Excerpted records:
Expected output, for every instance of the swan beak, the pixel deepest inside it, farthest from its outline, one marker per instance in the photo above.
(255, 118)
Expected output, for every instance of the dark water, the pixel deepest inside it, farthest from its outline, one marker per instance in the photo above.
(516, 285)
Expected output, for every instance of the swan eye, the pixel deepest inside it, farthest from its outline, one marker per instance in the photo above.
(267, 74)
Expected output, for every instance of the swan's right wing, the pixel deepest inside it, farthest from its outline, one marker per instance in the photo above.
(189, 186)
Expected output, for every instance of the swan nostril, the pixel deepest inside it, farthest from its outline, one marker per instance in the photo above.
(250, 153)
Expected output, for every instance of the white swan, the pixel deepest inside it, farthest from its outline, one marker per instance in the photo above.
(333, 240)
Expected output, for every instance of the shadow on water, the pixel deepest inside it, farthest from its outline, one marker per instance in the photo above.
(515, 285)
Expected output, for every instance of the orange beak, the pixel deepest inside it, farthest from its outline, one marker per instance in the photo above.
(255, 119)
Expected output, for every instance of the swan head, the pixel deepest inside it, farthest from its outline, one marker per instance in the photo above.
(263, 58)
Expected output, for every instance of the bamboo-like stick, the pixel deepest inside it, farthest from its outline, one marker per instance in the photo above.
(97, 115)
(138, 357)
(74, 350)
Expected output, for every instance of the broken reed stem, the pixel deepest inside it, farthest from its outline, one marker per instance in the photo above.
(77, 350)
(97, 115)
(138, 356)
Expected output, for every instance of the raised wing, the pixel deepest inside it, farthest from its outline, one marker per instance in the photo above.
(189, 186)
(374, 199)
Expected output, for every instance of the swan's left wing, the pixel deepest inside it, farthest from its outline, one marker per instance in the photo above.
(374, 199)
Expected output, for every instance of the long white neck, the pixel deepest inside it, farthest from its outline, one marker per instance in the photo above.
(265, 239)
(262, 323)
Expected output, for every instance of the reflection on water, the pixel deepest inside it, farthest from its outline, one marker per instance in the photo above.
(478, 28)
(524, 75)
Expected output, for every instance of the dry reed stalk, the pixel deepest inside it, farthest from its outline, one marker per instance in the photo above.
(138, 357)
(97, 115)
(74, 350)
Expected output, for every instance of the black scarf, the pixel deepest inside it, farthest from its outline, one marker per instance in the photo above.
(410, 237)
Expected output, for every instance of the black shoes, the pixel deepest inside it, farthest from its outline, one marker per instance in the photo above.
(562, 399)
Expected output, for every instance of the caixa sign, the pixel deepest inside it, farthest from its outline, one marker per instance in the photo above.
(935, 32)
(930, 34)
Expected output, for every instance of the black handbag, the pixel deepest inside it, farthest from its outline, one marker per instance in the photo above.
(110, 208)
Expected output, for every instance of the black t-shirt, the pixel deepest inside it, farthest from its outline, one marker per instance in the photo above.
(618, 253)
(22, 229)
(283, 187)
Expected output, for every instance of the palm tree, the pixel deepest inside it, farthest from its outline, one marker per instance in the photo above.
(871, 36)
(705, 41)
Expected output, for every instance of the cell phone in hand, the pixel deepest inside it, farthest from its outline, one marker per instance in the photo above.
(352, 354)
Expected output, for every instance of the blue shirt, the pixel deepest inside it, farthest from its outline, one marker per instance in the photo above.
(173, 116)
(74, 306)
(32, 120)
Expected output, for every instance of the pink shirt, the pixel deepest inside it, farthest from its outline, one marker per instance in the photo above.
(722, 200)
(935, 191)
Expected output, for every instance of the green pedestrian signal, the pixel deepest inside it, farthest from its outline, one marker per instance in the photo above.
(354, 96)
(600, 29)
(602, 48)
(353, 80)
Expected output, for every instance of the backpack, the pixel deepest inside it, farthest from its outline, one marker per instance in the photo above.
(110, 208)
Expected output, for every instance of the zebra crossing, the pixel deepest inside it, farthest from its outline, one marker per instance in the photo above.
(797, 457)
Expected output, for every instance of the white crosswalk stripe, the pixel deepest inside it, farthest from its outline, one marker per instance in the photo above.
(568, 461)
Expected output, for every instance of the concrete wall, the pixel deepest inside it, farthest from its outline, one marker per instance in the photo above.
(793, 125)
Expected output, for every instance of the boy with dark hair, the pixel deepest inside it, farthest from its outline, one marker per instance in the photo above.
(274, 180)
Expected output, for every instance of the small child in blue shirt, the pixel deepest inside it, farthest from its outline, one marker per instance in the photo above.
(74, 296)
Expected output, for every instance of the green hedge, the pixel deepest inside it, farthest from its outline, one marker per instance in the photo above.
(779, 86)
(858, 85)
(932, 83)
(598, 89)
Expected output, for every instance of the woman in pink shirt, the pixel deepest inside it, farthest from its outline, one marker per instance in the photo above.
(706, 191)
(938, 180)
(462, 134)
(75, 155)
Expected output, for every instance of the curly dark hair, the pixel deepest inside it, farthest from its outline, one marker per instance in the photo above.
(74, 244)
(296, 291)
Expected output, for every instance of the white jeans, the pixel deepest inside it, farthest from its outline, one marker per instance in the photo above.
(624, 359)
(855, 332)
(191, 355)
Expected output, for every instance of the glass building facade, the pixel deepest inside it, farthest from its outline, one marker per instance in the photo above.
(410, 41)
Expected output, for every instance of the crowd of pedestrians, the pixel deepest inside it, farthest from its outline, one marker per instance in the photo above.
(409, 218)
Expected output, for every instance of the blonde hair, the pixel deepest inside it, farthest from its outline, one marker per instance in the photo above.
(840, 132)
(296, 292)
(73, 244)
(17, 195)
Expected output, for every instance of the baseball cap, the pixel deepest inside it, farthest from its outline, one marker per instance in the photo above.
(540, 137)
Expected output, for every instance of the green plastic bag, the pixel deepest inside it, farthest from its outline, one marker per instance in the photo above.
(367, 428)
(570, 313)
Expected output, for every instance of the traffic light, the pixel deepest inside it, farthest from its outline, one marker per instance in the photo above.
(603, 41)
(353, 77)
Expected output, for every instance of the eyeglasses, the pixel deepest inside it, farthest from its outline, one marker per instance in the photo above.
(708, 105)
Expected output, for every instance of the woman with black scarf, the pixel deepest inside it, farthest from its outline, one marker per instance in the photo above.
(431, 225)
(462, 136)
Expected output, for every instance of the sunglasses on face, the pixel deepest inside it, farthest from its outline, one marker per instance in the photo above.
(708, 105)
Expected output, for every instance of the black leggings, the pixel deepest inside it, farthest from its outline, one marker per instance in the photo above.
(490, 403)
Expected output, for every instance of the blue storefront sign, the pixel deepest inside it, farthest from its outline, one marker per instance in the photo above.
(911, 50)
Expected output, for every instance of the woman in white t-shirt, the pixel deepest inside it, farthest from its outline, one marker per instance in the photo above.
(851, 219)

Your task:
Set down, exactly and only, the lines running from the one holding "Expected output, for every instance of the woman with" through the end of the records above, both ends included.

Task solution:
Expected output, for every instance of the woman with black scarf, the pixel deepest inside it, farthest from its outline, one marker per instance in the photo above.
(431, 225)
(462, 136)
Expected output, for every instance of the sunglasses on face, the pixel deepest inside it, farthest from its outline, one marker per instance in the photo above.
(708, 105)
Expected output, for every instance of the black leggings, the pixel deepest inside it, farthest from its outline, one marker per instance in the photo above.
(490, 403)
Expected output, for every instance of the blue storefront sign, the pixel deepest inside it, farthest from its outline, one marker per instance in the photo above.
(911, 50)
Expected output, for every instance of the woman in white t-shirt, the pixel deepest inside it, farthest from its outline, one marker per instance in the photo above.
(851, 219)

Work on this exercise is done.